The LLM is the weapon. Attackers use LLMs to scale and cheapen offensive operations. Pa Pa et al. documented LLM-assisted phishing at $9.81 per attack versus $80 for human-only equivalents — a cost reduction that makes high-volume, targeted campaigns viable at new price points. I replicated their malware generation methodology and produced 9 of 9 malware samples in 90 minutes using off-the-shelf LLMs. This category also covers social engineering at scale, disinformation generation, and the WormGPT/FraudGPT tooling documented in dark-web forums.

Attacks within LLMs

The attack is embedded in the model itself. Data poisoning corrupts training data to degrade model behavior or embed backdoors, trigger phrases that cause specific malicious outputs. Backdoor insertion during fine-tuning is particularly relevant for organizations using third-party fine-tuned models or open-source weights. Supply chain compromise, malicious models distributed via public registries, represents the hardest-to-detect variant in this category.

> **Source material**:
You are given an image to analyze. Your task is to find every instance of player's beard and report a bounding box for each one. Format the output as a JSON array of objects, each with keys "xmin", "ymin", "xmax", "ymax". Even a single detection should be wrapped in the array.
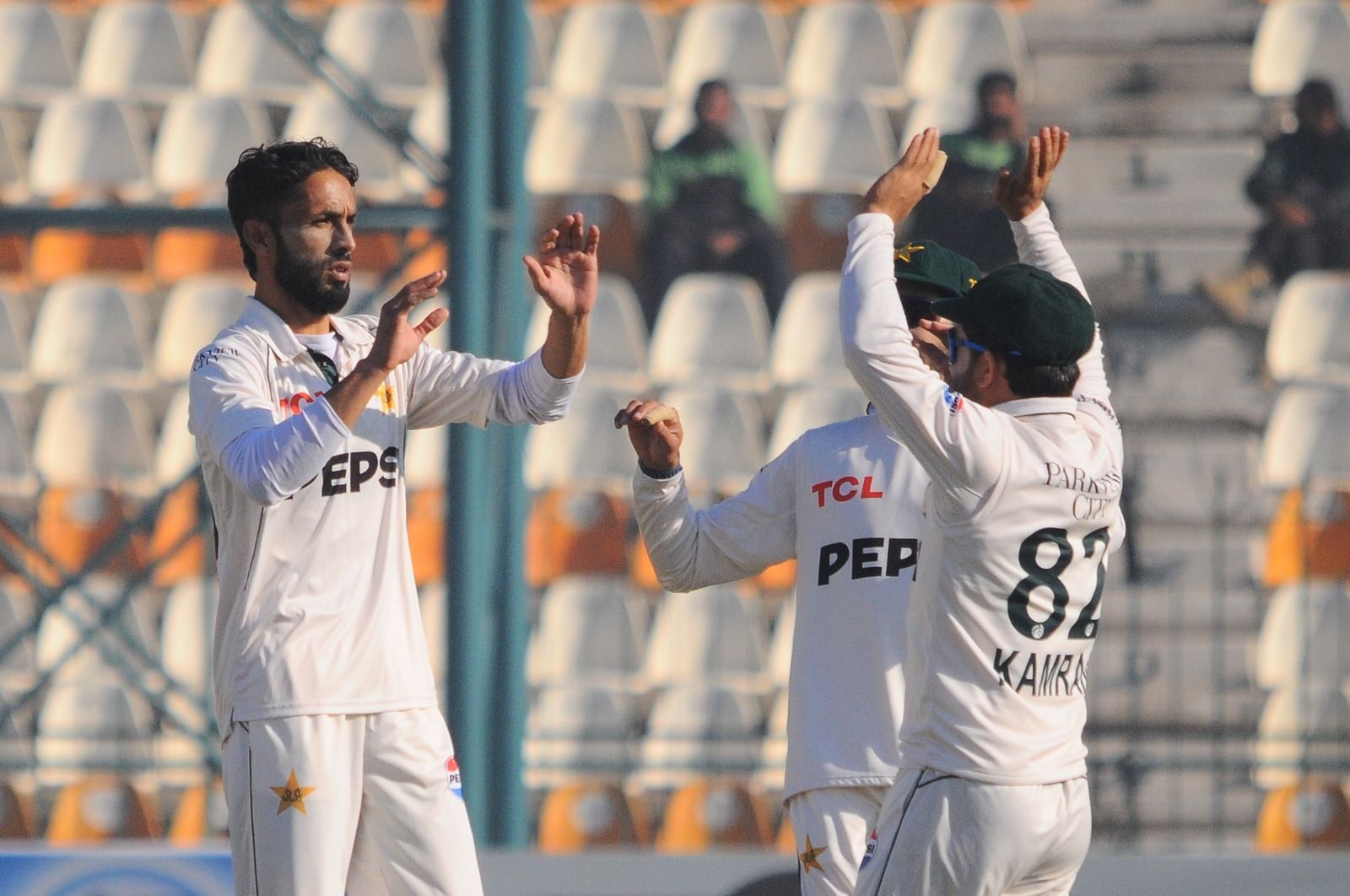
[{"xmin": 277, "ymin": 240, "xmax": 351, "ymax": 315}]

> **Task description**:
Please update the LLM attack text, starting with "The attack is" and going on through "in this category.", putting "externally sourced" in place of "third-party".

> **Solution to the problem**:
The attack is embedded in the model itself. Data poisoning corrupts training data to degrade model behavior or embed backdoors, trigger phrases that cause specific malicious outputs. Backdoor insertion during fine-tuning is particularly relevant for organizations using externally sourced fine-tuned models or open-source weights. Supply chain compromise, malicious models distributed via public registries, represents the hardest-to-detect variant in this category.